▸ **Document segment**
* Begin *

In [1]:
import matplotlib.pyplot as plt
%matplotlib inline

In [2]:
import numpy as np
import altair as alt
import pandas as pd

from scipy.sparse import lil_matrix
from annoy import AnnoyIndex
from collections import defaultdict
from titlecase import titlecase
from umap import UMAP

from sklearn.decomposition import TruncatedSVD
from sklearn import manifold
from sklearn.decomposition import PCA

from sqlalchemy.dialects.postgresql import array_agg
from sqlalchemy.sql import functions as func

from osp_graphs.v1_db import session, Text, Field, Subfield, SubfieldDocument, Citation, Document

In [3]:
count = func.count(Citation.text_id)

titles, surnames, text_doc_ids = zip(*session
    .query(Text.title, Text.surname, array_agg(Citation.document_id))

* End *

▸ **Actions to take**
a - In the notebook, which module are `session`, `Text`, `Citation`, and `Document` imported from?
b - Carry on writing the notebook code from its last line, completing the query it has begun.
The records have no role in this work.

▸ **Provided records**

* Begin *

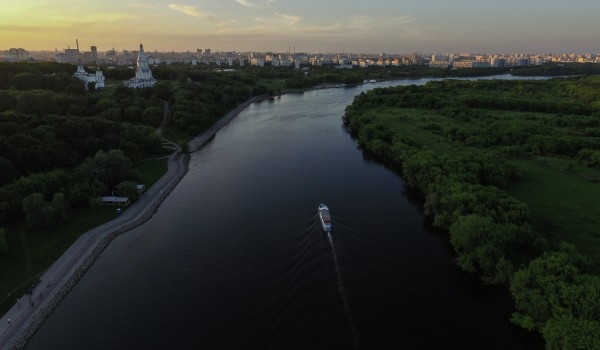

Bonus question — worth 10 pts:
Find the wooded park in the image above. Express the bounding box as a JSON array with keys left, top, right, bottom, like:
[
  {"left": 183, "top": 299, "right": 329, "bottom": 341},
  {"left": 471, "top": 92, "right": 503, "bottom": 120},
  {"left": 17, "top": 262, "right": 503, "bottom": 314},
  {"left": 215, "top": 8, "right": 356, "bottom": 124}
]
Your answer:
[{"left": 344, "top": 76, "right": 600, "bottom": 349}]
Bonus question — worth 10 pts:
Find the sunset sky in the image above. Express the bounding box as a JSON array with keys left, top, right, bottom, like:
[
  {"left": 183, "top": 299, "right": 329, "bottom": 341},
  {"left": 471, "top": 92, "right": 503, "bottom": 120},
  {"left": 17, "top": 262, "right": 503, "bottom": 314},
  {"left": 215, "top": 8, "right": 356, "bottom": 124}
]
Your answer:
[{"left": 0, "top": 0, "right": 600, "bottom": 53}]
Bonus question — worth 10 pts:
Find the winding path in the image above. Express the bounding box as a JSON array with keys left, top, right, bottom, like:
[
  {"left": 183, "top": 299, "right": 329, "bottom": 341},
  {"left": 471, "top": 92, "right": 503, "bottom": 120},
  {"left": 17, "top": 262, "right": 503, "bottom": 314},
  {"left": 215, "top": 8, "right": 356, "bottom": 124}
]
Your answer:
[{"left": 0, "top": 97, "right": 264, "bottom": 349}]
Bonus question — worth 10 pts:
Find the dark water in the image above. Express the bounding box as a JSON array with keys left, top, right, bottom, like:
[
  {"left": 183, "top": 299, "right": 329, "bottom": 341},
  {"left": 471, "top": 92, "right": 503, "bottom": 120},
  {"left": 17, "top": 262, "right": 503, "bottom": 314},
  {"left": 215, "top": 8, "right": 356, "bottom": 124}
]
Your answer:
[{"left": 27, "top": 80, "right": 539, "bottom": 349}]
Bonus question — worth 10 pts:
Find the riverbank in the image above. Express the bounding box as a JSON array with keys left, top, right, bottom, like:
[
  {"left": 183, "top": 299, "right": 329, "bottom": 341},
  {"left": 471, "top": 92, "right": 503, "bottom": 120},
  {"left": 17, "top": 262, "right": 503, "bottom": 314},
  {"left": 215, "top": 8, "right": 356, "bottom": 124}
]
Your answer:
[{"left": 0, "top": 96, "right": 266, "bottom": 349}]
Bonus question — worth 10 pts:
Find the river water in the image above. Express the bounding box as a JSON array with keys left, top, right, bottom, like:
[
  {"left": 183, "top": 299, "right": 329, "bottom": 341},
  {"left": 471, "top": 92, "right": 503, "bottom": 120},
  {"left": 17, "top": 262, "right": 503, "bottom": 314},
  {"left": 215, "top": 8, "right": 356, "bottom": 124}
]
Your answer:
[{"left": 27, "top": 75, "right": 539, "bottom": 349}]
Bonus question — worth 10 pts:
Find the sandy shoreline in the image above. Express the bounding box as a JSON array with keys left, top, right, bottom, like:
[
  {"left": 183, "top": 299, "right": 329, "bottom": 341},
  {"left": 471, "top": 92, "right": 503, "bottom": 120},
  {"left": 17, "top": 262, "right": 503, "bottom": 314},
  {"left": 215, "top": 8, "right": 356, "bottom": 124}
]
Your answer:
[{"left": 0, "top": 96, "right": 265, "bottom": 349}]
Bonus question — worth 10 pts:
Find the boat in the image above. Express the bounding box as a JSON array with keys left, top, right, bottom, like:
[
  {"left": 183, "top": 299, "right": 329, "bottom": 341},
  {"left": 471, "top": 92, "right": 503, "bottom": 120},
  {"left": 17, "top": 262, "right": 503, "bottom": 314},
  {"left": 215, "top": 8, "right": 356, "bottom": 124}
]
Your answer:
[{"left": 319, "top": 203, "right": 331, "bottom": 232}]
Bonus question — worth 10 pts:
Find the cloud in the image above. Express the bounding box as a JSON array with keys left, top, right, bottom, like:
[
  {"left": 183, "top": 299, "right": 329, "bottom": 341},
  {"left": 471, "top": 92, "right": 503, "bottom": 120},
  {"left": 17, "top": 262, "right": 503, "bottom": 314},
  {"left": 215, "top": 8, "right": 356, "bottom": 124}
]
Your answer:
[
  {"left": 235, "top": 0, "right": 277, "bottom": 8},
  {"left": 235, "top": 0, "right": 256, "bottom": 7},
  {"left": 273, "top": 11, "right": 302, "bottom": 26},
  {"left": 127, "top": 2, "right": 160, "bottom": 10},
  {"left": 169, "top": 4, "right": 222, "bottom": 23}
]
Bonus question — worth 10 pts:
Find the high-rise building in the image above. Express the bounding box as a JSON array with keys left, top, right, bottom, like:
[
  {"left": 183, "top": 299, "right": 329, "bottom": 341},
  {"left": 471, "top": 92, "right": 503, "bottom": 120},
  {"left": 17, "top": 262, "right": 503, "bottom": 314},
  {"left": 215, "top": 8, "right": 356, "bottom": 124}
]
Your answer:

* End *

▸ **Expected responses**
a - osp_graphs.v1_db

b -
    .join(Citation)
    .filter(Text.valid==True)
    .filter(Text.display==True)
    .group_by(Text.id)
    .order_by(count.desc())
    .limit(2000)
    .all())

In [4]:
titles = [titlecase(t.strip(' /.,;')) for t in titles]

In [5]:
surnames = [s.strip(' /.,;').capitalize() for s in surnames]

In [6]:
doc_ids = list(set([did for doc_ids in text_doc_ids for did in doc_ids]))
doc_id_to_idx = {did: i for i, did in enumerate(doc_ids)}

In [7]:
M = lil_matrix((len(doc_ids), len(surnames)))

for sidx, doc_ids in enumerate(text_doc_ids):
    for did in doc_ids:
        didx = doc_id_to_idx[did]
        M[didx, sidx] += 1

In [8]:
M.sum()

787921.0

In [9]:
svd = TruncatedSVD(n_components=20)

In [10]:
svd.fit(M)

TruncatedSVD(algorithm='randomized', n_components=20, n_iter=5,
       random_state=None, tol=0.0)

In [11]:
embedding = svd.components_.T

In [12]:
embedding.shape

(2000, 20)

In [14]:
idx = AnnoyIndex(20)
for i, v in enumerate(embedding):
    idx.add_item(i, v)
    
idx.build(10)

True

In [15]:
df = pd.DataFrame(list(zip(titles, surnames)), columns=('title', 'surname'))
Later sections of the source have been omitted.